PROVIDED TEXT:
::::
And despite what you might expect from media coverage of forestry issues, I don’t feel alone. Many people working in forestry here in Tasmania are naturalists at heart, and many more who wouldn’t call themselves naturalists nevertheless have a deep appreciation for the bush and an understanding of what makes it tick. Not so much sawdust in our veins, as bushdust – an empathy with the forests, and a recognition that we humans are not so much their lords and masters as their stewards.

My brother and I used to call chainsaws ‘long bottoms’, because to my ear they sounded like someone doing a very long fart. Later in my youth I came to see them as the conservationist’s friend, as we went about clearing wildling pines invading the heathland where rare birds nested. Today I know that chainsaws also have more prosaic functions – people use them to harvest trees so that they can be turned into products that we all use, such as timber and paper. This would be a tragic end for the forest if harvest were indeed the end-point. But it’s not, because experience shows that the elements of nature displaced by the harvest begin to move straight back in almost as soon as the chainsaws fall silent, and the forest begins to regrow and to fill with life again.
::::
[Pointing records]

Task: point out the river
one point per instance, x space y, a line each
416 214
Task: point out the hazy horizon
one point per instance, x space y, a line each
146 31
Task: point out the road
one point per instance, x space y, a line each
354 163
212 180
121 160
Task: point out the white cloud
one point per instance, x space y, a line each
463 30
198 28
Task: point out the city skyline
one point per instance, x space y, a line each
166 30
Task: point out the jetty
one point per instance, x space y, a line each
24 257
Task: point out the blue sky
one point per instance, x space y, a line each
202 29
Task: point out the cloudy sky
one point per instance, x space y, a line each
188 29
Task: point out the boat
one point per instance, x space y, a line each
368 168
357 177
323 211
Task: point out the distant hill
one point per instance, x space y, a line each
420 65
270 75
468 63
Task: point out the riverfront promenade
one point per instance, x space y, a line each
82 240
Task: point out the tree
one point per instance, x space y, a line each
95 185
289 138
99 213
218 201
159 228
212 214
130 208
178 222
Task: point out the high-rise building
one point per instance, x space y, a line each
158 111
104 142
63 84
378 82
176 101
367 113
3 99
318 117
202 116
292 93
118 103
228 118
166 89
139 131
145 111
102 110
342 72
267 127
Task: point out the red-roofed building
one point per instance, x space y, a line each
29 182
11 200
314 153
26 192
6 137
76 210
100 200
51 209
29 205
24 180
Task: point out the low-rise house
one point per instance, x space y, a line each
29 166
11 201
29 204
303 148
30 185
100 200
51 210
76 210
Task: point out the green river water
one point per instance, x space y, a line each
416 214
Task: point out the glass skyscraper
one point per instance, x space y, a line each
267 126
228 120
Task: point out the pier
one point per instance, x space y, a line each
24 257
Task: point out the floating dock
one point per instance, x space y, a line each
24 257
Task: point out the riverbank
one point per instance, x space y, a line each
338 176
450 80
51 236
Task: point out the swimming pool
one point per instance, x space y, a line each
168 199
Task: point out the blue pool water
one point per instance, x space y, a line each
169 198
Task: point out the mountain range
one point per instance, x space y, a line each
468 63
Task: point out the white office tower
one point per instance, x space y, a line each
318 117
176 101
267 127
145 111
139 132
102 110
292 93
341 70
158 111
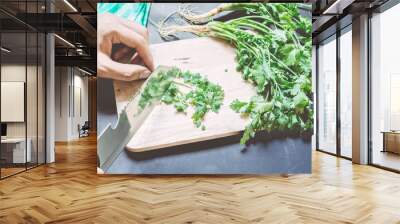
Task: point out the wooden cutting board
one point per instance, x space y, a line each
164 126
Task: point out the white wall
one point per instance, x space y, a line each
385 67
69 82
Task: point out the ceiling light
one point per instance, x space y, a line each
5 50
84 71
64 40
70 5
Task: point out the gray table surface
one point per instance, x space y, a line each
268 153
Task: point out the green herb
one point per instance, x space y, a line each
273 52
183 89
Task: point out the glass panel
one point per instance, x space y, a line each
31 99
346 94
32 89
327 96
13 77
41 99
385 84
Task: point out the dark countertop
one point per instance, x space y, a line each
268 153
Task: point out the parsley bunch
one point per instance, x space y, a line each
273 52
183 89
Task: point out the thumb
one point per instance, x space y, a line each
124 72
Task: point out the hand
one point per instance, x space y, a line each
115 30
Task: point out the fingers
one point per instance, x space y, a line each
108 68
135 40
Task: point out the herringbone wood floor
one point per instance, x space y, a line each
69 191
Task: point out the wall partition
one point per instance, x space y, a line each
385 89
22 77
334 94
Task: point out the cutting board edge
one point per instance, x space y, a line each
::::
TASK SET:
1. Rewrite the forestry in Tasmania text from "And despite what" to "as their stewards.", changing "stewards" to "guardians".
2. Pick out every line of the records containing the string "water", matching case exactly.

SET OF ANSWERS:
1.
And despite what you might expect from media coverage of forestry issues, I don’t feel alone. Many people working in forestry here in Tasmania are naturalists at heart, and many more who wouldn’t call themselves naturalists nevertheless have a deep appreciation for the bush and an understanding of what makes it tick. Not so much sawdust in our veins, as bushdust – an empathy with the forests, and a recognition that we humans are not so much their lords and masters as their guardians.

2.
Task: point out the green river water
Task: point out the blue pool water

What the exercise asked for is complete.